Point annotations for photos
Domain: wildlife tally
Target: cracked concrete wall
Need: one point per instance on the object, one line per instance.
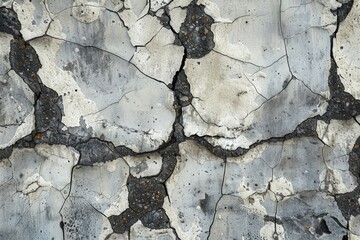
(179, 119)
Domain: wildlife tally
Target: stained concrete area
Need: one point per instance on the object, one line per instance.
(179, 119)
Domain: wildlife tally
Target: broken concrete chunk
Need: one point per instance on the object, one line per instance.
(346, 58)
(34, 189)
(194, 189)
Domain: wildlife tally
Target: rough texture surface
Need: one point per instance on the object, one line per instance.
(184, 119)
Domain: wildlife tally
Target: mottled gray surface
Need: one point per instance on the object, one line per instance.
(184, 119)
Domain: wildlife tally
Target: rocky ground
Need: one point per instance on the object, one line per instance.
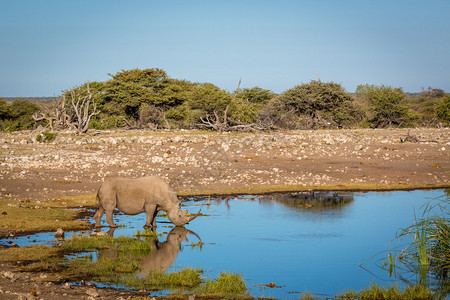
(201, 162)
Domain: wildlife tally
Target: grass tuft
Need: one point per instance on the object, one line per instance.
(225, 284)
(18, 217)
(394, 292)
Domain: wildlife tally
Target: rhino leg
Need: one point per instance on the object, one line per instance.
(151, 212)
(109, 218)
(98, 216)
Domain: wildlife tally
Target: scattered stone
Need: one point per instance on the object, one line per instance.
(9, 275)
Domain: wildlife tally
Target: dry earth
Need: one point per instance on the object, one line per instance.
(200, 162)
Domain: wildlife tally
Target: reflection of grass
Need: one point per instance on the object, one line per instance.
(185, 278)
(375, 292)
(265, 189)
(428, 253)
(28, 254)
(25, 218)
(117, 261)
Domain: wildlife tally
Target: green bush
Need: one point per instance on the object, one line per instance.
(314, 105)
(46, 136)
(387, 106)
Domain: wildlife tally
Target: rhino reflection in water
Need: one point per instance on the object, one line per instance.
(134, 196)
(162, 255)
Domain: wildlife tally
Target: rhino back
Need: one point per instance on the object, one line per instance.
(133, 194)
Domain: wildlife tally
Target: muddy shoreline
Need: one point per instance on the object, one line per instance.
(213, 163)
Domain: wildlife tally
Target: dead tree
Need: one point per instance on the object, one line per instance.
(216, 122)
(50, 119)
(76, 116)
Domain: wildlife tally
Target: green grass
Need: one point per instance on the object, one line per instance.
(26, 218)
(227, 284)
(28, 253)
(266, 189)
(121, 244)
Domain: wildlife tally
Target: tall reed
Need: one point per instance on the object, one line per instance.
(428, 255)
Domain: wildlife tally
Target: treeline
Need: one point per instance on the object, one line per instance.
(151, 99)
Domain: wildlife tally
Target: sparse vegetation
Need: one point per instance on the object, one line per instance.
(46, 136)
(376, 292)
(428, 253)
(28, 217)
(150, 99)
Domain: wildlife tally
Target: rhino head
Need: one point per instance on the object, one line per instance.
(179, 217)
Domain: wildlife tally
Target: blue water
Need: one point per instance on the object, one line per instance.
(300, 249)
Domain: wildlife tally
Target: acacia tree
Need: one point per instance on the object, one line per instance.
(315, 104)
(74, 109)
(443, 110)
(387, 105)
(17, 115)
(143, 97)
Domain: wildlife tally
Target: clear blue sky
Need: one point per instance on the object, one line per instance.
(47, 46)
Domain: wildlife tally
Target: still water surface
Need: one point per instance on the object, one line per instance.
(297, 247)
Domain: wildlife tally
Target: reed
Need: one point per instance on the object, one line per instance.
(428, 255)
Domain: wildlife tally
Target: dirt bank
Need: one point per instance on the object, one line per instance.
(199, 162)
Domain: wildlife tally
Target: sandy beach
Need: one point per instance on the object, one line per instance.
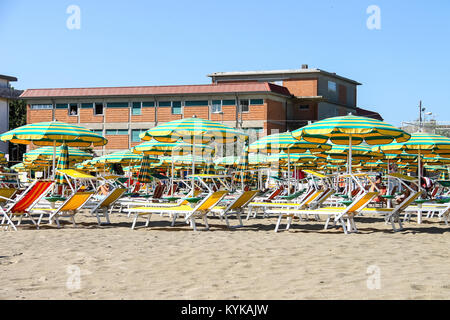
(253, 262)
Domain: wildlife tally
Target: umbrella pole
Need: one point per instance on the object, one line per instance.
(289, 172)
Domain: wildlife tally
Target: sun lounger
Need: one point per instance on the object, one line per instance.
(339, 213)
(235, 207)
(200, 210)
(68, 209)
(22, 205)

* * *

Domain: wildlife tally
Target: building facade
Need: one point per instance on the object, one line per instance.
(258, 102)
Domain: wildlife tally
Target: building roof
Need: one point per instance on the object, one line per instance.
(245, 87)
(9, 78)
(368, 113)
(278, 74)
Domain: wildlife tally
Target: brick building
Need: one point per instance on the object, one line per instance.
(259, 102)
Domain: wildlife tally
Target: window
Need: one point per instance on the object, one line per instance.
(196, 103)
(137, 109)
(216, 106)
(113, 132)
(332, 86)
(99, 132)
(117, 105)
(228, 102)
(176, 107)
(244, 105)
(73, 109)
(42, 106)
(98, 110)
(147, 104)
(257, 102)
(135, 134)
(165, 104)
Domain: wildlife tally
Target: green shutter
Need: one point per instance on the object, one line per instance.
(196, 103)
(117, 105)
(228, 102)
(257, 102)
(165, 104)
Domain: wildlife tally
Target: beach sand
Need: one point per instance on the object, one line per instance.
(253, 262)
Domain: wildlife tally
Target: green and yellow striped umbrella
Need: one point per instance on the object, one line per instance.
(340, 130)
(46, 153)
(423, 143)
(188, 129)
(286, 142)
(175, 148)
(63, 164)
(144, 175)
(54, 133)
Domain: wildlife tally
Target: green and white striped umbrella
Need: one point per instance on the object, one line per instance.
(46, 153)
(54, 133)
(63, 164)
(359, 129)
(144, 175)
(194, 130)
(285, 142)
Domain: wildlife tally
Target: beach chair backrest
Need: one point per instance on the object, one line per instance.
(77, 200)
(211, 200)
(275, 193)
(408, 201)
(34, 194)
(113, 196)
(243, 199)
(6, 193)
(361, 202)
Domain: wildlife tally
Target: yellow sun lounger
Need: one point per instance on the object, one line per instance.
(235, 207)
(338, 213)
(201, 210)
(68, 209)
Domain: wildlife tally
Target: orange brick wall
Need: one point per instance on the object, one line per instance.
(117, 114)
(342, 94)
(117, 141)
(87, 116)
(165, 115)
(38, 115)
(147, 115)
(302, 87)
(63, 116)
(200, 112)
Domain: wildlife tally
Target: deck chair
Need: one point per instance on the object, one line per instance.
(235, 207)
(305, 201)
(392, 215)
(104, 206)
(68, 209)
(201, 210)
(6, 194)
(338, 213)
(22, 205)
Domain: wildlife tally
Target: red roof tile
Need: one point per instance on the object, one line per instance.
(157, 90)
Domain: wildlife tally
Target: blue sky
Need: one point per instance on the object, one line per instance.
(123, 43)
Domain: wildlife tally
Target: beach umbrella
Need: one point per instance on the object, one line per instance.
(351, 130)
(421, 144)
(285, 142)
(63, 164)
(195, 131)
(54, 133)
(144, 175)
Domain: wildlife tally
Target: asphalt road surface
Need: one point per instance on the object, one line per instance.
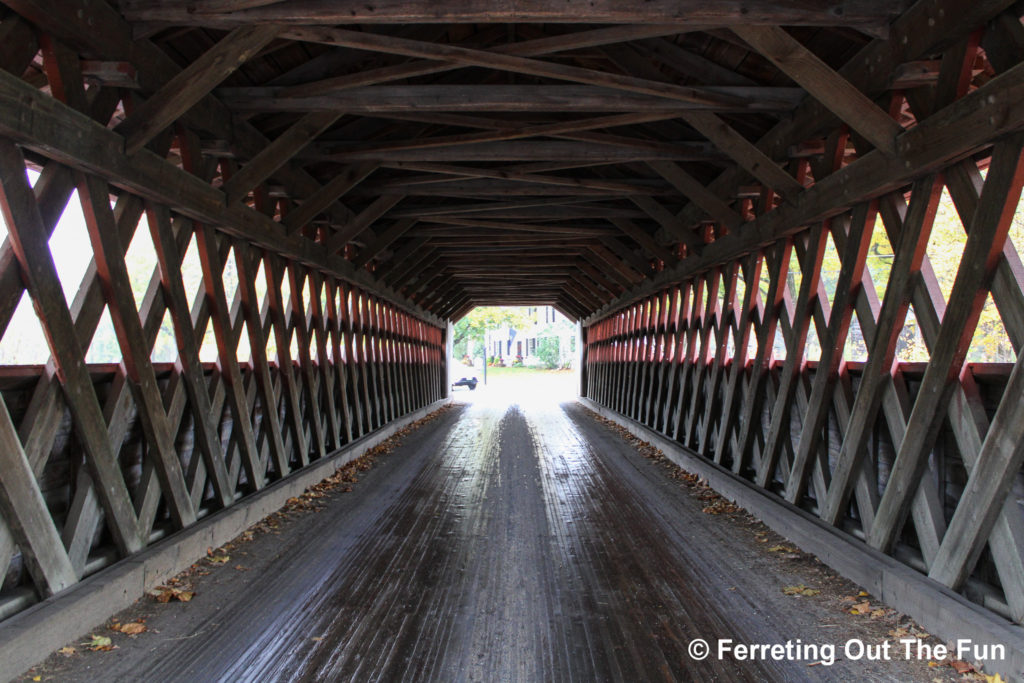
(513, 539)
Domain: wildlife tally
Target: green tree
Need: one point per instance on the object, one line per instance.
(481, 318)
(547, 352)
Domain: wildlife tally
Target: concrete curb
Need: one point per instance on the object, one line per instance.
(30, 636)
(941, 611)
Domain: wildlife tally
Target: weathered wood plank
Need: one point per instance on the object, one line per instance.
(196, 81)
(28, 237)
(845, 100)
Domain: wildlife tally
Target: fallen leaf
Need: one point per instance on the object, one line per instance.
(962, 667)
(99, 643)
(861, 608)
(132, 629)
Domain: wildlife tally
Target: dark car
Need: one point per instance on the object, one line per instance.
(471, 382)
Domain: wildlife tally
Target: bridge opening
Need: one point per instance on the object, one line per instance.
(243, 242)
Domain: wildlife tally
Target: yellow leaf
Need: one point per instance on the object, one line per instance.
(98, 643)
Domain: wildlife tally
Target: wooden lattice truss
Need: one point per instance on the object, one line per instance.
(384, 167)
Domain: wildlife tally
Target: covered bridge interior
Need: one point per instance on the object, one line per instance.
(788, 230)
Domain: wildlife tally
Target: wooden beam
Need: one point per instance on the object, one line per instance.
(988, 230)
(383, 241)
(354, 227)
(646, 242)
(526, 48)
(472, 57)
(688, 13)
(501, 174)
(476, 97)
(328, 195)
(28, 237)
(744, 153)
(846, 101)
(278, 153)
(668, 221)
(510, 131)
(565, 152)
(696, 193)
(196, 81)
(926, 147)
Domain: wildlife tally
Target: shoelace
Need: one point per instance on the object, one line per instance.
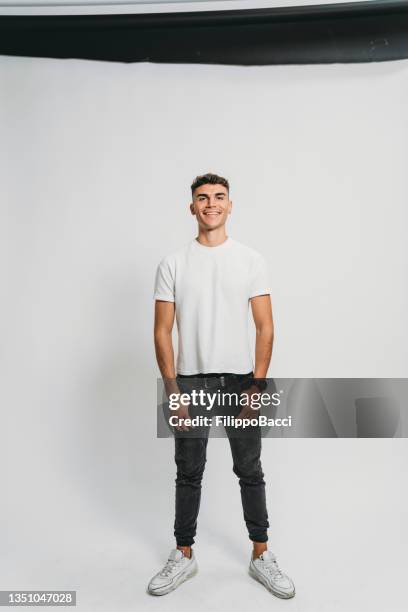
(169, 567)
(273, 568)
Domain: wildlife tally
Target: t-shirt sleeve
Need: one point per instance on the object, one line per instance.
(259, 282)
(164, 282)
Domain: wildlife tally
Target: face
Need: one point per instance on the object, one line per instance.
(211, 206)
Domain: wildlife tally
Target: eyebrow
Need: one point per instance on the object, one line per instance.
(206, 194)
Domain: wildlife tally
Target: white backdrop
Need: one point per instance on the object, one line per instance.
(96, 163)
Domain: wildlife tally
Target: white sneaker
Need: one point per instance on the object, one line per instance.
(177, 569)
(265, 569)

| Work to complete |
Locate each line in the material above that includes the word "yellow", and copy those lines in the order they appear.

| Response to the task |
Target: green and yellow striped umbrella
Target: yellow sun lounger
Target: yellow leaf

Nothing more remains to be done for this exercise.